**Aim of the exercise**
Return the material below word for word, leaving out the pictures.

**Items**
■ ■ ■ ■ ■

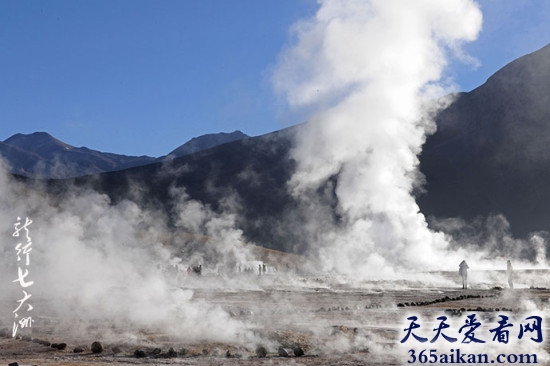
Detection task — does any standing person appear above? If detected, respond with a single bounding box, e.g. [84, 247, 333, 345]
[458, 260, 470, 289]
[506, 259, 514, 288]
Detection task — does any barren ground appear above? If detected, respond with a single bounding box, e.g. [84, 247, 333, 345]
[0, 270, 550, 366]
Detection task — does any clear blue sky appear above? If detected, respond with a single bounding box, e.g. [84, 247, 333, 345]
[0, 0, 550, 156]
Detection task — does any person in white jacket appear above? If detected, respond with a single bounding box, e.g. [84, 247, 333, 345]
[458, 260, 470, 289]
[506, 259, 514, 288]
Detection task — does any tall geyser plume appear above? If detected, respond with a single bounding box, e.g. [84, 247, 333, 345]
[272, 0, 482, 276]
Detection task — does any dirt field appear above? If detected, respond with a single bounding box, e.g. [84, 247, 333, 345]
[0, 271, 550, 365]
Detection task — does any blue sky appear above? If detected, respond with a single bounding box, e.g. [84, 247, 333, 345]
[0, 0, 550, 156]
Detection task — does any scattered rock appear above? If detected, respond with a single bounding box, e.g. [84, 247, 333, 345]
[256, 346, 267, 358]
[91, 341, 103, 353]
[293, 346, 305, 357]
[279, 346, 290, 357]
[134, 349, 145, 358]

■ ■ ■ ■ ■

**Solution for this exercise**
Detection task — does any standing person appear above? If detected, respond with a single bounding box, e.g. [84, 247, 333, 345]
[458, 260, 470, 289]
[506, 259, 514, 288]
Detection task — does any barren ground appear above? If detected, respond with a single bounding box, e.g. [84, 247, 333, 345]
[0, 270, 550, 366]
Detection task — does any clear blue sky appear above? If detected, respond with a single bounding box, e.g. [84, 247, 333, 345]
[0, 0, 550, 156]
Detection task — does any person in white jacket appear above? If detected, respond with a single bounding box, e.g. [84, 247, 333, 345]
[458, 260, 470, 289]
[506, 259, 514, 288]
Detection task — does any tall geyser plume appear above? If detected, respond with a single bounding box, e.g. [84, 247, 333, 345]
[272, 0, 482, 276]
Detection task — does any dirt field appear above? If detected, respond with a single bounding box, e.g. [84, 247, 333, 345]
[0, 271, 550, 365]
Detection task — does any blue sky appear above? If detected, respond with a single bounding box, e.g. [84, 247, 333, 345]
[0, 0, 550, 156]
Detection task — does any scattered rock appear above? If detected, respond with a single bounding box, e.g. [84, 247, 333, 345]
[256, 346, 267, 358]
[91, 341, 103, 353]
[293, 346, 305, 357]
[279, 346, 290, 357]
[134, 349, 145, 358]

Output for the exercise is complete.